Records to use:
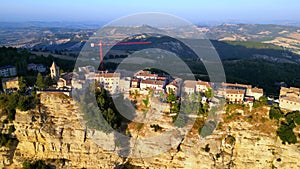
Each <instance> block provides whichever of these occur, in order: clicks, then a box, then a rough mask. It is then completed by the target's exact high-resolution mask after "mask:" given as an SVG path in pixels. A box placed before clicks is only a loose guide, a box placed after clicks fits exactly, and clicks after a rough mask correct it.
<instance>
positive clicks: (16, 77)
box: [2, 77, 19, 83]
mask: <svg viewBox="0 0 300 169" xmlns="http://www.w3.org/2000/svg"><path fill="white" fill-rule="evenodd" d="M9 81H19V78H18V77H10V78H2V83H6V82H9Z"/></svg>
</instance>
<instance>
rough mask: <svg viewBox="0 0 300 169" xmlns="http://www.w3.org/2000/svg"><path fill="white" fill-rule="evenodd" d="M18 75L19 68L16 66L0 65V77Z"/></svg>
mask: <svg viewBox="0 0 300 169" xmlns="http://www.w3.org/2000/svg"><path fill="white" fill-rule="evenodd" d="M16 75H17V69H16V67H15V66H10V65H9V66H3V67H0V77H10V76H16Z"/></svg>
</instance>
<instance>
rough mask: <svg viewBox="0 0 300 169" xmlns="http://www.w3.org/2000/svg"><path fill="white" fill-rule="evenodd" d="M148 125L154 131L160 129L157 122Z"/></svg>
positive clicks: (159, 127)
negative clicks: (152, 123) (150, 124)
mask: <svg viewBox="0 0 300 169" xmlns="http://www.w3.org/2000/svg"><path fill="white" fill-rule="evenodd" d="M150 127H151V128H153V129H154V131H155V132H157V131H161V130H162V127H160V126H159V125H158V124H152V125H150Z"/></svg>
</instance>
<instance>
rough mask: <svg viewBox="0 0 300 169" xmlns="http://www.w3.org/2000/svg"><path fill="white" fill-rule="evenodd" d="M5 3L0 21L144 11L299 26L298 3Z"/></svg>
mask: <svg viewBox="0 0 300 169" xmlns="http://www.w3.org/2000/svg"><path fill="white" fill-rule="evenodd" d="M0 1H2V3H1V4H2V5H1V6H0V22H10V23H11V22H18V23H20V22H68V23H71V22H74V23H85V24H86V23H87V24H95V23H96V24H99V22H100V24H106V23H108V22H110V21H112V20H115V19H118V18H120V17H123V16H128V15H132V14H136V13H143V12H158V13H160V12H161V13H167V14H171V15H175V16H178V17H181V18H183V19H186V20H188V21H189V22H191V23H194V24H208V25H212V24H221V23H251V24H299V23H300V11H299V9H300V3H298V1H296V0H288V1H280V0H272V1H271V0H265V1H258V0H254V1H251V2H243V1H238V0H224V1H216V0H210V1H196V0H192V1H189V2H188V3H187V2H184V1H178V0H175V1H171V0H166V1H158V0H151V1H148V0H146V1H142V2H141V1H137V0H128V1H119V0H115V1H97V0H91V1H88V2H87V1H83V0H78V1H71V0H65V1H58V0H53V1H34V0H28V1H17V0H11V1H4V0H0Z"/></svg>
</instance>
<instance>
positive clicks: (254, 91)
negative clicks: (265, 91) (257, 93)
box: [251, 87, 264, 93]
mask: <svg viewBox="0 0 300 169" xmlns="http://www.w3.org/2000/svg"><path fill="white" fill-rule="evenodd" d="M251 92H253V93H264V90H263V89H261V88H257V87H255V88H252V89H251Z"/></svg>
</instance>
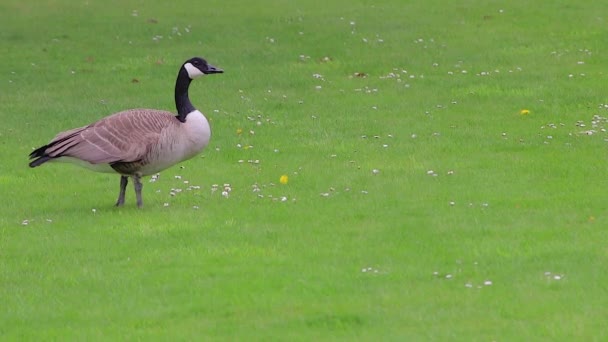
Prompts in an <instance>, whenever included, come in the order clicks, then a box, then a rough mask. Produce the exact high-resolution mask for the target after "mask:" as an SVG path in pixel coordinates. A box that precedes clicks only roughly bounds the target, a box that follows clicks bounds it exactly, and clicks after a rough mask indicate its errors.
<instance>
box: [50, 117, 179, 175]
mask: <svg viewBox="0 0 608 342" xmlns="http://www.w3.org/2000/svg"><path fill="white" fill-rule="evenodd" d="M177 122H178V121H177V119H176V118H175V117H174V116H173V115H172V114H171V113H169V112H165V111H160V110H150V109H133V110H127V111H123V112H119V113H116V114H114V115H111V116H108V117H106V118H104V119H101V120H99V121H97V122H95V123H93V124H91V125H89V126H85V127H80V128H75V129H71V130H69V131H65V132H62V133H59V134H58V135H57V136H56V137H55V138H54V139H53V140H52V141H51V142H50V143H49V144H48V145H47V146H46V149H45V154H46V155H48V156H49V157H51V158H58V157H63V156H66V157H73V158H78V159H80V160H84V161H87V162H89V163H91V164H102V163H116V162H135V161H139V160H141V159H142V158H144V156H145V155H146V153H147V152H148V151H149V150H150V148H151V146H152V145H154V144H155V143H156V142H157V141H158V139H159V137H160V135H161V133H162V132H163V130H164V129H165V128H167V127H168V126H171V125H174V124H176V123H177Z"/></svg>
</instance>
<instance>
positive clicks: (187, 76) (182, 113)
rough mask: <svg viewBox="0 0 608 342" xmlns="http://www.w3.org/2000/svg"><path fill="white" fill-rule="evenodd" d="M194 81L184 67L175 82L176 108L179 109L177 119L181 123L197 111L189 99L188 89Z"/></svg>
mask: <svg viewBox="0 0 608 342" xmlns="http://www.w3.org/2000/svg"><path fill="white" fill-rule="evenodd" d="M190 82H192V80H191V79H190V77H188V72H187V71H186V69H184V68H183V67H182V68H181V69H180V70H179V74H177V81H175V106H176V107H177V119H178V120H179V121H181V122H185V121H186V116H187V115H188V114H190V113H191V112H193V111H194V110H196V108H194V106H193V105H192V102H190V98H189V97H188V88H189V87H190Z"/></svg>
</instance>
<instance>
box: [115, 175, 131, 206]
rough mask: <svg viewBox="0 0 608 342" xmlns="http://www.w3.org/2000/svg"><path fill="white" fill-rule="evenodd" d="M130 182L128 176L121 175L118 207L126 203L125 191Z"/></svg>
mask: <svg viewBox="0 0 608 342" xmlns="http://www.w3.org/2000/svg"><path fill="white" fill-rule="evenodd" d="M128 182H129V178H127V176H120V193H119V194H118V200H117V201H116V206H117V207H120V206H121V205H123V204H125V191H126V190H127V183H128Z"/></svg>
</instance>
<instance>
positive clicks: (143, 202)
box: [133, 174, 144, 208]
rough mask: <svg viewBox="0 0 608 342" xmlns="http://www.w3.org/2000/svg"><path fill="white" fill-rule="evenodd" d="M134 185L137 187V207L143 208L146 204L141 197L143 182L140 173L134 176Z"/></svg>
mask: <svg viewBox="0 0 608 342" xmlns="http://www.w3.org/2000/svg"><path fill="white" fill-rule="evenodd" d="M133 185H134V187H135V197H137V207H138V208H141V207H143V206H144V201H143V199H142V198H141V189H142V188H143V185H142V184H141V176H140V175H137V174H136V175H134V176H133Z"/></svg>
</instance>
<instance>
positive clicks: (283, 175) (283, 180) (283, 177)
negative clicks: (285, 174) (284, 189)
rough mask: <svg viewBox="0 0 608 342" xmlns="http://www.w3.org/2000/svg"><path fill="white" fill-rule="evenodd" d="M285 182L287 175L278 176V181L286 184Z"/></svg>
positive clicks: (285, 182)
mask: <svg viewBox="0 0 608 342" xmlns="http://www.w3.org/2000/svg"><path fill="white" fill-rule="evenodd" d="M287 182H289V177H287V175H282V176H281V178H279V183H281V184H287Z"/></svg>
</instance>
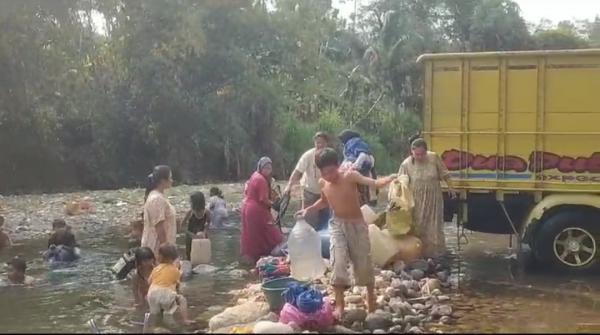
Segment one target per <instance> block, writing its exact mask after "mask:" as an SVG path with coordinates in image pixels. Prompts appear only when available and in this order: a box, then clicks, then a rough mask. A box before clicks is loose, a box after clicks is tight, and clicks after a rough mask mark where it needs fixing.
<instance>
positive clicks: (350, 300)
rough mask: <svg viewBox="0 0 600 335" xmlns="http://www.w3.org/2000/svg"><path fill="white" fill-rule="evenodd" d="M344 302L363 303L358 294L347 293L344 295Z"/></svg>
mask: <svg viewBox="0 0 600 335" xmlns="http://www.w3.org/2000/svg"><path fill="white" fill-rule="evenodd" d="M346 302H348V303H350V304H361V303H363V298H362V296H360V295H349V296H347V297H346Z"/></svg>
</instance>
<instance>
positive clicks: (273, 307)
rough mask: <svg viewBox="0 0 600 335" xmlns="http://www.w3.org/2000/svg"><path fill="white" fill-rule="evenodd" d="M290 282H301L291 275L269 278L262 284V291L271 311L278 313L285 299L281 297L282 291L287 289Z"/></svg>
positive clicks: (281, 296)
mask: <svg viewBox="0 0 600 335" xmlns="http://www.w3.org/2000/svg"><path fill="white" fill-rule="evenodd" d="M291 283H303V282H301V281H299V280H296V279H294V278H292V277H285V278H277V279H273V280H269V281H267V282H264V283H263V284H262V291H263V293H264V294H265V297H266V298H267V302H268V303H269V308H270V309H271V311H272V312H275V313H279V311H281V309H282V308H283V305H285V299H284V298H283V292H285V290H287V288H288V285H289V284H291Z"/></svg>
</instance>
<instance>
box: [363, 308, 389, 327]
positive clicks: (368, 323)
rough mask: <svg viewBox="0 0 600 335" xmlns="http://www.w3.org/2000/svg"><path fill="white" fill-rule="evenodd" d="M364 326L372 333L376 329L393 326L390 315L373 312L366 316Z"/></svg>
mask: <svg viewBox="0 0 600 335" xmlns="http://www.w3.org/2000/svg"><path fill="white" fill-rule="evenodd" d="M365 324H366V326H367V328H368V329H370V330H372V331H374V330H376V329H388V328H389V327H391V326H393V325H394V324H393V322H392V314H390V313H386V312H375V313H371V314H369V315H367V318H366V319H365Z"/></svg>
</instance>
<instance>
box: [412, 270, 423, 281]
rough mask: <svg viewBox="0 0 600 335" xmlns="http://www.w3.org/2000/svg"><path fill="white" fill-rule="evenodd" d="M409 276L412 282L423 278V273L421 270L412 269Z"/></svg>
mask: <svg viewBox="0 0 600 335" xmlns="http://www.w3.org/2000/svg"><path fill="white" fill-rule="evenodd" d="M410 275H411V277H412V278H413V279H414V280H421V279H423V278H424V277H425V271H423V270H421V269H414V270H412V271H410Z"/></svg>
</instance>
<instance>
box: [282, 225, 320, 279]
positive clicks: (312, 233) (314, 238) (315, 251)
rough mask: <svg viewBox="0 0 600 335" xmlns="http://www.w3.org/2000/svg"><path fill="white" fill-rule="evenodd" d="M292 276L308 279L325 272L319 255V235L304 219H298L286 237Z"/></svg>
mask: <svg viewBox="0 0 600 335" xmlns="http://www.w3.org/2000/svg"><path fill="white" fill-rule="evenodd" d="M288 254H289V257H290V263H291V265H290V270H291V274H292V277H294V278H296V279H298V280H301V281H305V280H306V281H308V280H312V279H316V278H320V277H321V276H323V274H324V273H325V264H324V262H323V258H322V257H321V236H319V233H318V232H316V231H315V230H314V229H313V228H312V227H311V226H310V225H309V224H308V223H307V222H306V221H305V220H304V219H298V220H297V221H296V225H295V226H294V229H292V231H291V232H290V236H289V238H288Z"/></svg>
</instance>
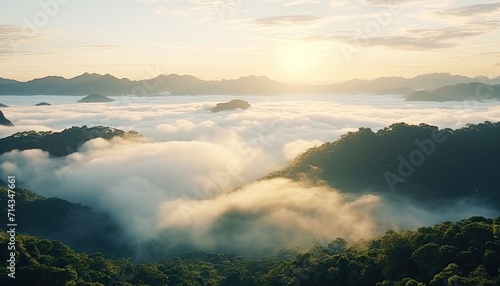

Requirement:
Within the material above, extract exactly the lines that start at the line containing "positive clicks: (281, 296)" and stop after the line containing "box: [363, 308, 389, 327]", and only those.

Response box:
positive clicks: (281, 296)
mask: <svg viewBox="0 0 600 335" xmlns="http://www.w3.org/2000/svg"><path fill="white" fill-rule="evenodd" d="M291 283H303V282H301V281H299V280H296V279H294V278H292V277H285V278H277V279H273V280H269V281H267V282H264V283H263V284H262V291H263V293H264V294H265V297H266V298H267V302H268V303H269V308H270V309H271V311H272V312H275V313H279V311H281V309H282V308H283V305H285V299H284V298H283V292H285V290H287V288H288V285H289V284H291Z"/></svg>
</instance>
<instance>
box: [363, 308, 389, 327]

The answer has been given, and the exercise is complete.